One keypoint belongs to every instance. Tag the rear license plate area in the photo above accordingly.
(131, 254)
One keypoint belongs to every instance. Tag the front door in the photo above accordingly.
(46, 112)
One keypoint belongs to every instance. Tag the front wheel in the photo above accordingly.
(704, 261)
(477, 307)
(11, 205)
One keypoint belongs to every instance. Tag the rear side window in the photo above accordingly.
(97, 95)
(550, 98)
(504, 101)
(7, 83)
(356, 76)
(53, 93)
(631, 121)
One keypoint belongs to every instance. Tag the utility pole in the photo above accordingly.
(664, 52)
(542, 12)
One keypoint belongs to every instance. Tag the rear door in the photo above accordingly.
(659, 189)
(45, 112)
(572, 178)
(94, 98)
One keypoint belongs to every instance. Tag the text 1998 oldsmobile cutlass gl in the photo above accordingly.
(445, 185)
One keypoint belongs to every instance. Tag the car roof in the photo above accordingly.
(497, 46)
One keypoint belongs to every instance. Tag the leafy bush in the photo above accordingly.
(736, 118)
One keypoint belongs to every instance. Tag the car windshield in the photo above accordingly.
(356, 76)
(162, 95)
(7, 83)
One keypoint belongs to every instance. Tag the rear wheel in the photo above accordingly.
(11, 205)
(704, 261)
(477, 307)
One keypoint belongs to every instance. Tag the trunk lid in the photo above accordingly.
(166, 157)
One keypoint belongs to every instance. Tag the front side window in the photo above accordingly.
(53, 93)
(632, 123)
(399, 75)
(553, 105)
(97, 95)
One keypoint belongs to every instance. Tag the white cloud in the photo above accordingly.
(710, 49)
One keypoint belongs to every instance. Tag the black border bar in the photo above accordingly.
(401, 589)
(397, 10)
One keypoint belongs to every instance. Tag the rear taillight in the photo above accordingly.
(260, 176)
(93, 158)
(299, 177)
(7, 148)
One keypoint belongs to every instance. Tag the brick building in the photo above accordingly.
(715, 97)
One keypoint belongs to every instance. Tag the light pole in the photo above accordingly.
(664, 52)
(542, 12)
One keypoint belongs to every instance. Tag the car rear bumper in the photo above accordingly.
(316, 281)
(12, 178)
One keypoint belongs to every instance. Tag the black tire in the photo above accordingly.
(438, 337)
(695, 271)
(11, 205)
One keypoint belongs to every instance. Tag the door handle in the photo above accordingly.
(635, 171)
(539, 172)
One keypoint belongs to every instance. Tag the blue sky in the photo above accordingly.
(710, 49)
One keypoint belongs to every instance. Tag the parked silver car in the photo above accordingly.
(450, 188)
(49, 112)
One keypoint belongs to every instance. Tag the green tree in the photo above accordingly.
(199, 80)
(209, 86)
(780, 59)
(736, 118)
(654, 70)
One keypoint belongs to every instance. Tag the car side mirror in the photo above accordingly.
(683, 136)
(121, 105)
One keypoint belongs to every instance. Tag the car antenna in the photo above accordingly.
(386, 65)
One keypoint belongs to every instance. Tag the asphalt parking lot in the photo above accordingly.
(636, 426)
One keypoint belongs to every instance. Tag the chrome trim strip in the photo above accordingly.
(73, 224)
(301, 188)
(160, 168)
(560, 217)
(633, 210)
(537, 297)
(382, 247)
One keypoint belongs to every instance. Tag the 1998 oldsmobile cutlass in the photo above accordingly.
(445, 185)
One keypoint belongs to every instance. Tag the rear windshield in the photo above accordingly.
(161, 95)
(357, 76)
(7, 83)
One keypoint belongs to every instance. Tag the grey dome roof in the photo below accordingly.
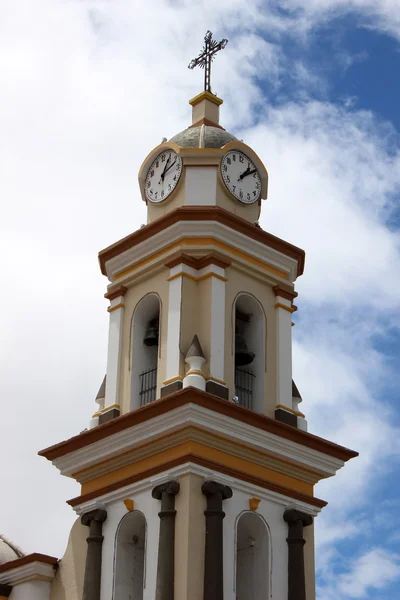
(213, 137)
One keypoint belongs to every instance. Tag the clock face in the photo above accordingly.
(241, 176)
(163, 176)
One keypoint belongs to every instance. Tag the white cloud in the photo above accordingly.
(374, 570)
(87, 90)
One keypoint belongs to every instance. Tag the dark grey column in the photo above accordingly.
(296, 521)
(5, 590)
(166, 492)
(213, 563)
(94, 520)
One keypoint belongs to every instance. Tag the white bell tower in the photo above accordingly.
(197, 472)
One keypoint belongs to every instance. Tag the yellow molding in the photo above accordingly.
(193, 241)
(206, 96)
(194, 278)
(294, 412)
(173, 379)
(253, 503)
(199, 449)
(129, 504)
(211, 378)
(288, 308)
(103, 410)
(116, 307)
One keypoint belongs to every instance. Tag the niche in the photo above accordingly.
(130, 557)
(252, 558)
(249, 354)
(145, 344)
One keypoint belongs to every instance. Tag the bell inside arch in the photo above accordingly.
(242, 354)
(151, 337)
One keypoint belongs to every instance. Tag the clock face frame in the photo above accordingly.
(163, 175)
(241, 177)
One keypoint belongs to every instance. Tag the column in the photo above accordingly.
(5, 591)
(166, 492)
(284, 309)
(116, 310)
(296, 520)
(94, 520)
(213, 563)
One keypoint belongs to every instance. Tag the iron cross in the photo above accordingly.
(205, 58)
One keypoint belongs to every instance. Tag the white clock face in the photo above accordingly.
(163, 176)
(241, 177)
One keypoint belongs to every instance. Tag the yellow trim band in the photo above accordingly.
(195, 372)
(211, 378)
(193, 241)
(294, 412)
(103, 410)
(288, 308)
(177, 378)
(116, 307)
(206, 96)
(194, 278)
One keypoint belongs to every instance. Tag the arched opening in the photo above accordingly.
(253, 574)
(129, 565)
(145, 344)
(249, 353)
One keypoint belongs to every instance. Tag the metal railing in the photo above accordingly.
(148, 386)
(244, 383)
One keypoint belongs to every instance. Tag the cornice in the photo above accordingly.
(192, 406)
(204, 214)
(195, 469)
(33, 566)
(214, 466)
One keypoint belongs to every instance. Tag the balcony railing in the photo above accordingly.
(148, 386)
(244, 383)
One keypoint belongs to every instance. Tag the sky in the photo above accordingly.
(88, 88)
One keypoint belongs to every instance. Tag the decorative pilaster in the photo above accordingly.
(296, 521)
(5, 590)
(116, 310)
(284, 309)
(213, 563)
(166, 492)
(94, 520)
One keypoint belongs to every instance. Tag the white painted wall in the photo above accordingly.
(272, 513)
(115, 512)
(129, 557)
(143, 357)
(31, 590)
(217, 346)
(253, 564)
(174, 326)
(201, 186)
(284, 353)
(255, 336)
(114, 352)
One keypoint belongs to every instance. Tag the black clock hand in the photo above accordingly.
────────────────────
--- PROBLEM TO SOLVE ---
Once the pictures are removed, output the entries above exactly as given.

--- EXERCISE RESPONSE ---
One keypoint belongs to every instance. Tag the rear license plate area in the photo above accordingly.
(131, 254)
One keypoint belongs to every instance. Tag the front door in the photo above accordingly.
(46, 112)
One keypoint belongs to every instance. Tag the front wheel in the photo above accordingly.
(704, 261)
(477, 307)
(11, 205)
One keypoint belongs to every instance. Tag the rear side window in the photo above accordingly.
(97, 95)
(550, 98)
(504, 101)
(7, 83)
(356, 76)
(53, 93)
(631, 121)
One keypoint belongs to every instance. Tag the utility pole in the photo above accordingly.
(664, 52)
(542, 12)
One keypoint belongs to every instance. Tag the rear door in the photo above accordingly.
(659, 189)
(45, 112)
(572, 178)
(94, 98)
One keypoint belongs to every instance. Tag the text 1998 oldsmobile cutlass gl in the photo above accordingly.
(445, 185)
One keypoint belongs to every instance. Tag the car roof in the photo above accordingly.
(497, 46)
One keypoint belongs to every instance. Tag the leafy bush in the photo above accordingly.
(736, 118)
One keypoint belongs to every instance. Tag the car windshield in the photo above accordingly.
(356, 76)
(162, 95)
(7, 83)
One keypoint belongs to every instance. Tag the rear wheel in the photo above accordingly.
(11, 205)
(704, 261)
(477, 307)
One keypoint belongs to every instance. Tag the trunk lid in the photo above accordingly.
(166, 157)
One keypoint belongs to every instance. Tag the front side window in the photo above accordingly.
(53, 93)
(632, 123)
(399, 75)
(553, 105)
(97, 95)
One keypoint belongs to every instance. Tag the white cloud in the photo above accordingly.
(710, 49)
One keypoint belongs to every instance. Tag the black border bar in the photo above accordingly.
(401, 589)
(397, 10)
One keypoint belongs to every instance. Tag the rear taillight in the photo above accordingly.
(260, 176)
(93, 158)
(299, 177)
(7, 148)
One keypoint belongs to every instance. Tag the brick building in the photo above accordingly.
(715, 97)
One keypoint belongs to every instance. Tag the light pole in the photo above accordingly.
(664, 52)
(542, 12)
One keypoint belongs to every instance. Tag the car rear bumper in the photo above accordingly.
(316, 281)
(12, 178)
One keypoint belongs to every instance. Tag the black tire in the photo above accordingly.
(438, 337)
(695, 271)
(11, 205)
One keypoint belongs to every instance. Tag the door handle in the photo above accordingly.
(635, 171)
(539, 172)
One keypoint belongs to every instance. Tag the blue sky in the photo above accordingly.
(710, 49)
One keypoint belongs to every instance. Tag the parked silver car in the photo above accordingly.
(450, 188)
(49, 112)
One keypoint belongs to every instance. Tag the green tree in the photo above accordingly.
(199, 80)
(209, 86)
(780, 59)
(736, 118)
(654, 70)
One keypoint belongs to every instance. Tag the car side mirror in the photo above accordingly.
(683, 136)
(121, 105)
One keypoint belongs to every instance. Tag the car antenna in the photo above accordingly.
(386, 65)
One keypoint belongs to every instance. Tag the asphalt parking lot in the photo above accordingly.
(636, 426)
One keypoint belongs to every instance. Tag the chrome trim strip in the photo above accordingly.
(73, 224)
(301, 188)
(160, 168)
(560, 217)
(633, 210)
(537, 297)
(382, 247)
One keypoint belongs to every instance. Tag the 1998 oldsmobile cutlass in the photo above accordingly.
(445, 185)
One keypoint belongs to every instance. Tag the rear windshield in the photo above accordingly.
(161, 95)
(357, 76)
(7, 83)
One keypoint belongs to every instance. Tag the grey dome roof in the photo below accordingly.
(213, 137)
One keypoint belongs to every instance. Tag the clock face in the photo above accordingly.
(241, 176)
(163, 176)
One keypoint belongs to every instance. Tag the white cloud in the photo above accordingly.
(374, 570)
(87, 90)
One keypoint belongs to every instance. Tag the dark grey column in the photo above accordingly.
(296, 521)
(5, 590)
(166, 492)
(213, 563)
(94, 520)
One keypoint belongs to every instance. Tag the white bell tower in the photo above accordingly.
(197, 472)
One keypoint belongs to every instance. Tag the yellow molding in the photo above accordingly.
(193, 241)
(206, 96)
(194, 278)
(294, 412)
(173, 379)
(253, 503)
(199, 449)
(129, 504)
(211, 378)
(288, 308)
(103, 410)
(116, 307)
One keypoint belongs to every instance. Tag the niche in the photo above accordingly.
(130, 557)
(252, 558)
(249, 354)
(145, 344)
One keypoint belongs to every instance. Tag the bell inside arch in the photo above accordingly.
(242, 354)
(151, 337)
One keypoint belongs to every instance. Tag the clock face frame in the photo above accordingly.
(163, 175)
(241, 177)
One keypoint belongs to every instance. Tag the column in the photo above accordingly.
(5, 591)
(166, 492)
(284, 309)
(116, 310)
(296, 520)
(94, 520)
(213, 563)
One keypoint belongs to every instance. Tag the iron cross in the photo above accordingly.
(205, 58)
One keypoint belongs to every instance. Tag the white clock face in the photo above accordingly.
(163, 176)
(241, 177)
One keypoint belongs to every instance. Tag the yellow trim band in the photo above accordingly.
(195, 372)
(211, 378)
(193, 241)
(294, 412)
(103, 410)
(288, 308)
(177, 378)
(116, 307)
(206, 96)
(194, 278)
One keypoint belongs to every instance. Tag the arched opening in the photo above accordingly.
(253, 574)
(129, 565)
(145, 344)
(249, 353)
One keypoint belongs to every instance. Tag the metal railing in the photo above accordingly.
(148, 386)
(244, 383)
One keypoint belongs to every instance. Tag the cornice in the photo above accordingly.
(192, 406)
(204, 214)
(195, 469)
(33, 566)
(214, 466)
One keypoint belongs to every instance. Tag the balcony railing in the photo above accordingly.
(148, 386)
(244, 383)
One keypoint belongs to every instance. Tag the sky in the photo above accordingly.
(88, 88)
One keypoint belongs to every instance. Tag the decorative pilaster in the photo above accordingly.
(296, 521)
(5, 590)
(116, 310)
(284, 309)
(213, 563)
(166, 492)
(94, 520)
One keypoint belongs to every instance. Tag the white painted wall in the photo above accordingly.
(272, 513)
(115, 512)
(129, 557)
(143, 357)
(31, 590)
(217, 346)
(253, 564)
(174, 326)
(201, 186)
(284, 353)
(255, 336)
(114, 352)
One keypoint belongs to every instance. Tag the black clock hand in the photo above accordingly.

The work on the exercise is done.